Format the lines of the records below as a JSON list of strings, one string per line and no blank lines. Start at the first line of the records, stop after the line that contains "[25, 0, 244, 400]", and leave out the pictures.
┌─ THE RECORDS
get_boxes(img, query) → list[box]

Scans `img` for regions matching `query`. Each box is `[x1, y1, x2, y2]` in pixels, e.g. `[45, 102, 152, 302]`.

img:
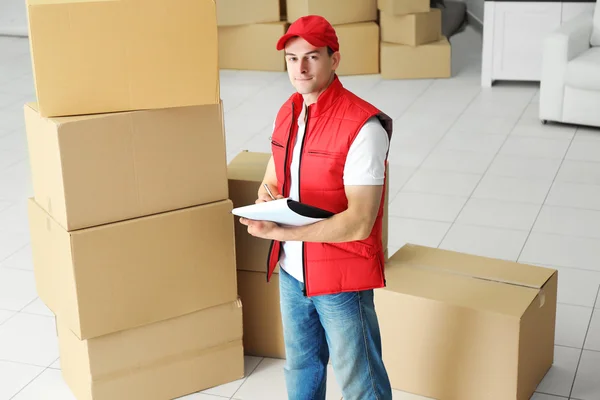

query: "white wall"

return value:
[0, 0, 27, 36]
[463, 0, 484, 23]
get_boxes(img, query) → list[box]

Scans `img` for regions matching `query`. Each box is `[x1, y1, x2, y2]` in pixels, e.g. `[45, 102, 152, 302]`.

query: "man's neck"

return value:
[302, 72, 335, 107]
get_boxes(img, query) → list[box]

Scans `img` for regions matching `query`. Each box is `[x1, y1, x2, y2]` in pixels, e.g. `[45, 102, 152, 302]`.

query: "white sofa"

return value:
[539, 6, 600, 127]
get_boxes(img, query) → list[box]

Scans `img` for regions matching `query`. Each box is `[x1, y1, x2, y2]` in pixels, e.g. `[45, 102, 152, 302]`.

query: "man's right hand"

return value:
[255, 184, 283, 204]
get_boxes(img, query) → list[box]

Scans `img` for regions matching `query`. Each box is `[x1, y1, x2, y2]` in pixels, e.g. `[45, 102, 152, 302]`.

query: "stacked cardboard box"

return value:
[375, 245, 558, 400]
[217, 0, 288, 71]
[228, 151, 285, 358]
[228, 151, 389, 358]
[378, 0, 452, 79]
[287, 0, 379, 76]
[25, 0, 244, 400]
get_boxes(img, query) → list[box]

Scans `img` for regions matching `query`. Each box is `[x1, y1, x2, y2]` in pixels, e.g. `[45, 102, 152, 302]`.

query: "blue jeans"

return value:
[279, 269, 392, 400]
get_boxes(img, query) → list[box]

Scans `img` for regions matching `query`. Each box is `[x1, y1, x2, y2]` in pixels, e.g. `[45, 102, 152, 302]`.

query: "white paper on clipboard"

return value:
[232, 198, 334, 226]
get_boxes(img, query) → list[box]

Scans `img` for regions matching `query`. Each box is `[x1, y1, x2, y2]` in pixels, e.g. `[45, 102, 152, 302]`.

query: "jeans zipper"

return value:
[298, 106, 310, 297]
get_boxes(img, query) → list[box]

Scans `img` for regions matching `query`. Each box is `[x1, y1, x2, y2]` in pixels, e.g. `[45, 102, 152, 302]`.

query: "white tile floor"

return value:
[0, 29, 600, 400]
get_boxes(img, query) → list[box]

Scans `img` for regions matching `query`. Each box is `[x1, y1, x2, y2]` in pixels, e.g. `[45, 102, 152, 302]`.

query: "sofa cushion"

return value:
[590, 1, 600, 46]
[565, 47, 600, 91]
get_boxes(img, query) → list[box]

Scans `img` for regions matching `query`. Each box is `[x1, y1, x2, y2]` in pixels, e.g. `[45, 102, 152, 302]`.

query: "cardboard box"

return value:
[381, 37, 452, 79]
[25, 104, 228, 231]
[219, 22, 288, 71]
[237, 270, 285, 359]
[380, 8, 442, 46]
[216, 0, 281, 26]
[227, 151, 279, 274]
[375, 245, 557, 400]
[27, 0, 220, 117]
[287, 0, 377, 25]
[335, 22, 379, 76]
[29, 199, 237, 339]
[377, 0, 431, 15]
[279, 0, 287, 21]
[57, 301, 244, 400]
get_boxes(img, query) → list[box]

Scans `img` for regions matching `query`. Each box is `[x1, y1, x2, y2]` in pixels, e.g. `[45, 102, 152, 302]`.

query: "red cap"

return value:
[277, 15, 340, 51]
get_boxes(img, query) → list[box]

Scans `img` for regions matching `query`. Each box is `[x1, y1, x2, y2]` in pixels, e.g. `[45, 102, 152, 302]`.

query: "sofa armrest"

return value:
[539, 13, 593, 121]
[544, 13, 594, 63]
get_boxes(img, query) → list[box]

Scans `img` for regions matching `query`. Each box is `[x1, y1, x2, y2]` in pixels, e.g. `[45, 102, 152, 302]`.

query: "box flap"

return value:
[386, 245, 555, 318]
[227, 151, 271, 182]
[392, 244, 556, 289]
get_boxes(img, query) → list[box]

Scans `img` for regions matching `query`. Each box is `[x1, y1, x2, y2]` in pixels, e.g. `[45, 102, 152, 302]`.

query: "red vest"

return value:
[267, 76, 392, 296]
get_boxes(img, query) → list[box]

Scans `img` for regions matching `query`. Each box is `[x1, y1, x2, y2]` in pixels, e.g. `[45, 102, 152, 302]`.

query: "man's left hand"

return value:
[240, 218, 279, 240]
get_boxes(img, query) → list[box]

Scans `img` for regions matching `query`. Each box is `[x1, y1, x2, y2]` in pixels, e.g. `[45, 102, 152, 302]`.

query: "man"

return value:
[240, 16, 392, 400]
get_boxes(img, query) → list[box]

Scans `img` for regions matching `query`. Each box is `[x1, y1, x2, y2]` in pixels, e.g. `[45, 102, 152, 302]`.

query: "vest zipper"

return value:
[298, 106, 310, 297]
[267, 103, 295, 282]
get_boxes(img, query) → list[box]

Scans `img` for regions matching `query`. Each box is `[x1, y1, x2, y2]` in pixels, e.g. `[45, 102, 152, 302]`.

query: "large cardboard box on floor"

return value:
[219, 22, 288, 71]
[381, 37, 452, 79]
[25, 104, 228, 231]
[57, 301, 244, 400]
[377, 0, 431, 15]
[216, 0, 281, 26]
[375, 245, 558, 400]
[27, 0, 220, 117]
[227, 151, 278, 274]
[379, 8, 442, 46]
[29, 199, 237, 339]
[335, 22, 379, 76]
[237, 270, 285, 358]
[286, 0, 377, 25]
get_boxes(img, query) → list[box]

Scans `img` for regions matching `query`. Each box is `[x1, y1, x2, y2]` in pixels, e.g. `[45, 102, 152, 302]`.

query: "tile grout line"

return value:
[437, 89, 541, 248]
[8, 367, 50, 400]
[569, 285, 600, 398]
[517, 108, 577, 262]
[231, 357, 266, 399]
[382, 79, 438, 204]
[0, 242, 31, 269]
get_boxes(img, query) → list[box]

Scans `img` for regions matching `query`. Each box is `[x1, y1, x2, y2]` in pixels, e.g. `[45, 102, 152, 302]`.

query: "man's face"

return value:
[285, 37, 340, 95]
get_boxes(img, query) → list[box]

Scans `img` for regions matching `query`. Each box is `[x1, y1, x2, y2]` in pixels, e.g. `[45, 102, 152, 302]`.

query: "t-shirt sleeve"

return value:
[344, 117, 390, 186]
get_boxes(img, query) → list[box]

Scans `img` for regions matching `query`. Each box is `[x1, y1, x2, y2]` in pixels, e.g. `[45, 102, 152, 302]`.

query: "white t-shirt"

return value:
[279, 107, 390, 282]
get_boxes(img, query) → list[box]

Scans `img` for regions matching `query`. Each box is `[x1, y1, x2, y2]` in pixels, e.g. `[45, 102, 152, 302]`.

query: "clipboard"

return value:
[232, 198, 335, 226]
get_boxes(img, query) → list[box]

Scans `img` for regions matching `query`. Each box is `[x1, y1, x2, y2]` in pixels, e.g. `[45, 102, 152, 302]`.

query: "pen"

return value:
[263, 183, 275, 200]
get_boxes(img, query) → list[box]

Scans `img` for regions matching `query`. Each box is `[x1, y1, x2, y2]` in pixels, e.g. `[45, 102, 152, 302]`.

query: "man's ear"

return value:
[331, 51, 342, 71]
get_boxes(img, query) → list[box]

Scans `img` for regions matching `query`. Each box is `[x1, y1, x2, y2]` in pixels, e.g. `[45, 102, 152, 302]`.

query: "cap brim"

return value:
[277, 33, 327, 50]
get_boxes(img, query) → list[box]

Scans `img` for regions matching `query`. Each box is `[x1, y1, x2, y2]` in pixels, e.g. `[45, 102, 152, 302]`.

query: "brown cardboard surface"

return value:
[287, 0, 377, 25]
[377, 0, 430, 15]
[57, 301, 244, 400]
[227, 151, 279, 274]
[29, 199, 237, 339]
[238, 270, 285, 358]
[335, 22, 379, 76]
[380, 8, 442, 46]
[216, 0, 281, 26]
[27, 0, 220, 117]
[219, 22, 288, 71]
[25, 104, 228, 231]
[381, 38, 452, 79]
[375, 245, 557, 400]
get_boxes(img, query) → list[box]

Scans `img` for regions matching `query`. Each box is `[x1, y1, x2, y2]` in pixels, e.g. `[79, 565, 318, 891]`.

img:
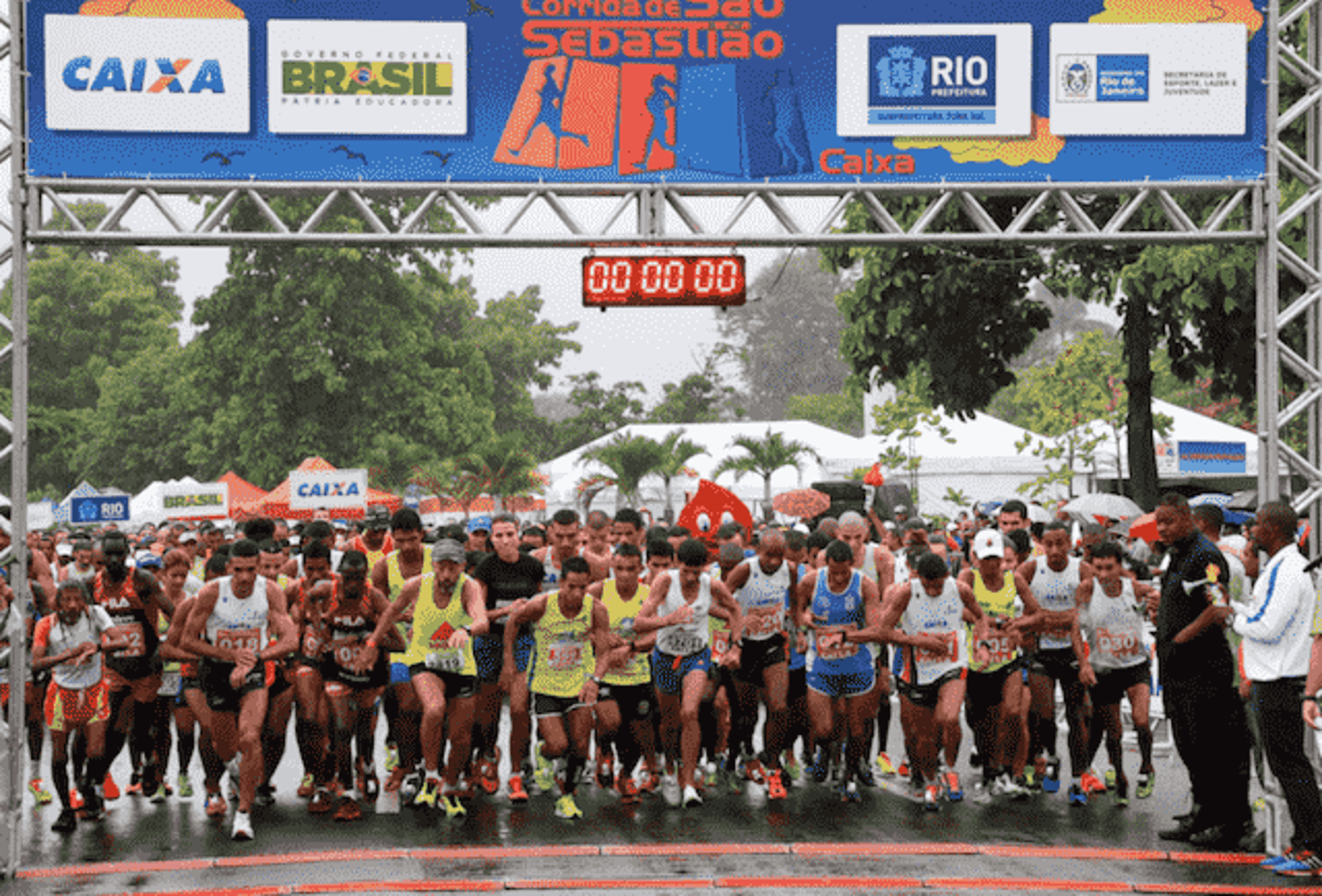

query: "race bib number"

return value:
└─
> [ANSWER BELOW]:
[
  "get_boxes(img, query) → list[box]",
  "Scans `img` for regions matching `query`. Each box is `[x1, y1, x2, y2]` in pixels, e.g. `[45, 102, 152, 302]`.",
  "img:",
  "query: \"white wall\"",
  "return value:",
  "[0, 0, 27, 36]",
  "[463, 0, 484, 23]",
  "get_boxes(img, query) → list[box]",
  "Scans `img` for regions matching `query`. Each box is `[x1, y1, x2, y2]` in pixels, e.g. `[45, 102, 152, 302]`.",
  "query: \"man's neck\"",
  "return value:",
  "[302, 72, 335, 107]",
  "get_boxes(img, query) → list[box]",
  "Scans `img` for regions matching `query`. Each box is `[x1, y1, x2, y2]` in pixels, e.g. `[45, 102, 152, 302]`.",
  "query: \"white sofa\"",
  "return value:",
  "[539, 6, 600, 127]",
  "get_boxes(img, query) → list[box]",
  "Scans `img` for regions matching `query`. Each box is `[x1, y1, x2, y2]` in pixels, e.g. `[45, 102, 152, 302]`.",
  "query: \"man's right hand\"",
  "return value:",
  "[255, 184, 283, 204]",
  "get_boxes(img, query) → list[box]",
  "Scans `img` for regions matching `query`. Each box is `[x1, y1, x2, y2]` in pixels, e.g. `[45, 102, 152, 302]`.",
  "query: \"stacked cardboard box\"",
  "return value:",
  "[375, 245, 558, 400]",
  "[217, 0, 288, 71]",
  "[228, 151, 285, 358]",
  "[228, 151, 389, 358]",
  "[378, 0, 452, 79]",
  "[287, 0, 379, 76]",
  "[25, 0, 244, 400]"
]